EXERCISE:
Reproduce each line from the records that holds "glass".

INPUT RECORDS:
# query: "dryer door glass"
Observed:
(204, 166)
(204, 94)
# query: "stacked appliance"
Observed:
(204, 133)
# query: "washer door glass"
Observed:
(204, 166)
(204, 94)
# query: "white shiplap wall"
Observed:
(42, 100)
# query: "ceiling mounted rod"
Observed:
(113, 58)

==

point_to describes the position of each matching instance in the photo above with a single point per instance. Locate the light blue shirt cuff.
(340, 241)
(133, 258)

ANSWER FOR THE TASK:
# query: "dryer door glass"
# query: "washer door glass"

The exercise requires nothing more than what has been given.